Top of Supplied material

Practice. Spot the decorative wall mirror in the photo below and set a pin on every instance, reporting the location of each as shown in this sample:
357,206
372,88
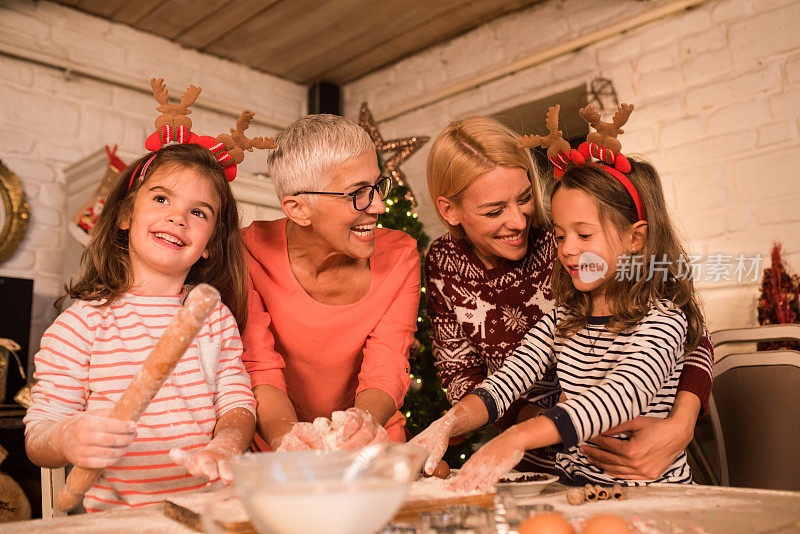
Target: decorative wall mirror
14,213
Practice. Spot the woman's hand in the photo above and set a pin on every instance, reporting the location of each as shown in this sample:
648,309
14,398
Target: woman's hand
435,439
93,440
652,448
490,462
212,462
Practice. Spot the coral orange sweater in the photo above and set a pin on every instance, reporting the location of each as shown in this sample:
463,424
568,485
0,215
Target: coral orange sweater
320,355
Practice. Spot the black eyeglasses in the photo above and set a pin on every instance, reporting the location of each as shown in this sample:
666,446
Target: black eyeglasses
362,197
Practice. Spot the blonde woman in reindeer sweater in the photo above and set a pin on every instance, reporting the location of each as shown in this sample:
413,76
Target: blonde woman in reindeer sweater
488,283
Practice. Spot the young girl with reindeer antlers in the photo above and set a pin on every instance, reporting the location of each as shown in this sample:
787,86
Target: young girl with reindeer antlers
617,341
170,222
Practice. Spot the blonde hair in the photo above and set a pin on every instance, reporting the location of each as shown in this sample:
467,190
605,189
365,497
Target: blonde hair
310,149
630,300
469,148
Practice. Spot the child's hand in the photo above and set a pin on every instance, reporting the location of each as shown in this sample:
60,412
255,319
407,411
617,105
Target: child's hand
93,440
213,462
489,463
435,439
359,429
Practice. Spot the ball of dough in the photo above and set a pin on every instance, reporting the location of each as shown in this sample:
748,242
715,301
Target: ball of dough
575,496
549,523
606,524
442,470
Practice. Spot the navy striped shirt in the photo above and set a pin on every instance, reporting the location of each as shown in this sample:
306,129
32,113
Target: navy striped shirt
607,378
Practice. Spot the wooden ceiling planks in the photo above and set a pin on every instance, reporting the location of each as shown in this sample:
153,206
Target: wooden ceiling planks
228,19
103,8
373,30
305,40
169,19
132,12
457,21
269,40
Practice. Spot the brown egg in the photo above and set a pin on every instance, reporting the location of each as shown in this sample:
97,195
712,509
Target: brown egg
442,470
606,524
549,523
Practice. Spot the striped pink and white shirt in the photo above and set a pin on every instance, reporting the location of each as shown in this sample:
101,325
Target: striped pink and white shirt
88,357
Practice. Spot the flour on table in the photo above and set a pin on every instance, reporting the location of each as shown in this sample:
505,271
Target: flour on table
435,488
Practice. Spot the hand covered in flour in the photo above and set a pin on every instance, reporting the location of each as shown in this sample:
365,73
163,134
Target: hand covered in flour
490,462
93,440
355,428
435,440
303,436
212,462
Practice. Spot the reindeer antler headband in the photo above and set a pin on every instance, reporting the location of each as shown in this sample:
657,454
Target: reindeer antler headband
174,126
602,145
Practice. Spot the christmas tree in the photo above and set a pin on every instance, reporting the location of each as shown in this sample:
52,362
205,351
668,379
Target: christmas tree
780,300
425,401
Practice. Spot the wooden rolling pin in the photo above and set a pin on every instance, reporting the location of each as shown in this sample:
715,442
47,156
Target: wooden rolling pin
180,333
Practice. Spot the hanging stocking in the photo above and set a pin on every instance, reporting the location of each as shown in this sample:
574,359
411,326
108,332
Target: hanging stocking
84,220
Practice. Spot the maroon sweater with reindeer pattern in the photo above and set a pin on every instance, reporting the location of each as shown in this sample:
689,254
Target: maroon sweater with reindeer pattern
479,316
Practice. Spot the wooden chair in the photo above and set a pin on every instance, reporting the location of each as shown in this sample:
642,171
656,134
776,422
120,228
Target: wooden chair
754,413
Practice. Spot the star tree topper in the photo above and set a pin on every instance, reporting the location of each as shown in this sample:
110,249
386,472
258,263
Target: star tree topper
403,148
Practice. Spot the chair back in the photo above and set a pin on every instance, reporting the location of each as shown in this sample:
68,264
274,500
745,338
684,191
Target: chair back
757,410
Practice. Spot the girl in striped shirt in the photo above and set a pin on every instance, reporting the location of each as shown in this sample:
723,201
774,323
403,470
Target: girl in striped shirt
170,222
625,315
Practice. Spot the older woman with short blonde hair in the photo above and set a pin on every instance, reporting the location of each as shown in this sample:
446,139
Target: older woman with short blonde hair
333,298
488,283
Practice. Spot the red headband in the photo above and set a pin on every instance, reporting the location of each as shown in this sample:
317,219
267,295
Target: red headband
601,145
174,126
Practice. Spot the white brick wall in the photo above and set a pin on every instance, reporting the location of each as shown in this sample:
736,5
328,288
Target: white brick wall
49,121
717,94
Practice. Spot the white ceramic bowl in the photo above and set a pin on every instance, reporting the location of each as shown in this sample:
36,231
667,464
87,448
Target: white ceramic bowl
307,492
526,484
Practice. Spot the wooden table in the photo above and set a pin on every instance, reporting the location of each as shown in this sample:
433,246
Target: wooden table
692,509
661,508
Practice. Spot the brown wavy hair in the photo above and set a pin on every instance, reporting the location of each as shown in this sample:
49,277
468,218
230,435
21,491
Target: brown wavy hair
630,300
473,146
105,272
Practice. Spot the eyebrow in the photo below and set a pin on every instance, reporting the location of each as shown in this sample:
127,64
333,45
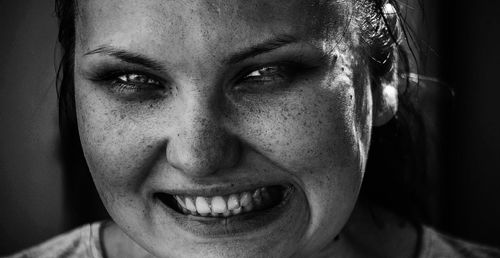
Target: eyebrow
140,59
266,46
127,56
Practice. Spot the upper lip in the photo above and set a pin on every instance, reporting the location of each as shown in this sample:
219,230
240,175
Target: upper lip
220,190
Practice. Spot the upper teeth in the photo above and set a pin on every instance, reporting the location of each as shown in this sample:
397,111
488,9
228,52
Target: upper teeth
232,204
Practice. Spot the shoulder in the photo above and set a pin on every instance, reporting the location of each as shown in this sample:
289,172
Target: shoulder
80,242
435,244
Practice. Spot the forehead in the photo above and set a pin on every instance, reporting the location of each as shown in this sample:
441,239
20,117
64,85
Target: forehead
204,23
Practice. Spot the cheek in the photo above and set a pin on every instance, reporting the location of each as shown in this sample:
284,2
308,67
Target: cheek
113,146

Bottom of Supplied material

Check every line of the records, and copy the ones that hold the word "below".

(Response area)
Practice. Spot the decorative wall mirror in the photo below and set a pin on every instance, reporting the location of each as shown in this sample:
Practice. Spot the eyebrow in the photo below and set a pin on every instance, reporting the location of each as shown in this sample:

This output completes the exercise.